> **TEXTO PROPORCIONADO**:

==============================

Esto que ha pasado me ha sugerido que el imprevisto es una categoría de la vida para la que no tenemos fácil acomodo. El hombre desea el confort de lo conocido, la tranquilidad de lo predecible para que el orden dé paz a la vida. El imprevisto siempre introduce un “desequilibrio” en la vida, que urge una respuesta. Los acontecimientos no programados ponen delante del hombre una pregunta: ¿por qué?, ¿cómo es posible?, ¿qué significado tiene? Ante ellos necesitamos una respuesta. Antes que aventurar una respuesta, surge la evidencia: “estoy vivo”. La vida, la vida de cada uno es lo más precioso que tenemos. Necesitamos una razón para retomar todo desde el principio, para volver a empezar, para esperar.
La noche del terremoto, vi en mis hijos las postura que podemos tomar. Uno de los pequeños estaba lleno de amargura y tristeza, otro decía con un punto de escepticismo: ¿Dónde estaba Dios? Pero este acontecimiento lleno de dolor me ayuda a recordar que la vida es un don, un regalo continuo, que la vida de cada hombre es sostenida, cuidada y requerida “con cuerdas de amor”. Estamos en las manos de un Dios bueno para que la vida de cada hombre se cumpla. Y esta certeza no ahorra en absoluto la pregunta por el sentido y la dimensión de misterio desconcertante que tiene el drama del dolor y el sufrimiento. Pero obliga a mirar a Cristo en la cruz. E invita a echar cuentas con su victoria sobre le muerte.

==============================

> **INFORMACIÓN PROPORCIONADA**:
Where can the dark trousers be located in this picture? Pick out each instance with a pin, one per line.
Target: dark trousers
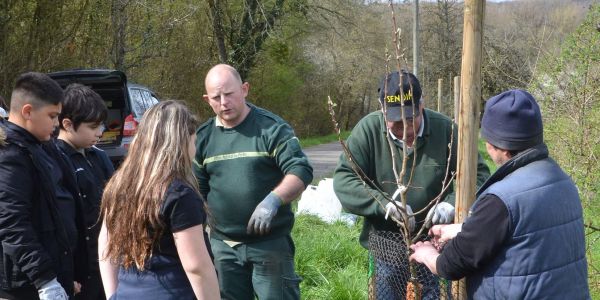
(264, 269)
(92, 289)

==============================

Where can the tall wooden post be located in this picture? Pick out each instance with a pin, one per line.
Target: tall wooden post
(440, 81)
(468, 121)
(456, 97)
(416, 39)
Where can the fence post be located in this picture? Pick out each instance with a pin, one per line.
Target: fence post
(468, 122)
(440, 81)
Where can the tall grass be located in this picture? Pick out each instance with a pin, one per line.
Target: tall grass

==============================

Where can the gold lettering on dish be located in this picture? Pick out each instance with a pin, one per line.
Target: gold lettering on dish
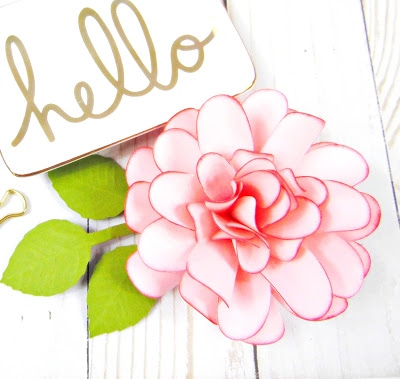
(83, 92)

==============================

> **EJERCICIO 1**: Por favor, duplica sin cambios el fragmento del texto proporcionado que arranca en las palabras que incluyen "Esto que ha" y acaba en "empezar, para esperar.".
> **EJERCICIO 2**: Enumera las preguntas que, según el texto proporcionado, los acontecimientos no programados ponen delante del hombre.
Los ítems no se necesitan para resolver ningún ejercicio.

> **RESPUESTA COMPLETA 1**:
Esto que ha pasado me ha sugerido que el imprevisto es una categoría de la vida para la que no tenemos fácil acomodo. El hombre desea el confort de lo conocido, la tranquilidad de lo predecible para que el orden dé paz a la vida. El imprevisto siempre introduce un “desequilibrio” en la vida, que urge una respuesta. Los acontecimientos no programados ponen delante del hombre una pregunta: ¿por qué?, ¿cómo es posible?, ¿qué significado tiene? Ante ellos necesitamos una respuesta. Antes que aventurar una respuesta, surge la evidencia: “estoy vivo”. La vida, la vida de cada uno es lo más precioso que tenemos. Necesitamos una razón para retomar todo desde el principio, para volver a empezar, para esperar.

> **RESPUESTA COMPLETA 2**:
- ¿por qué?
- ¿cómo es posible?
- ¿qué significado tiene?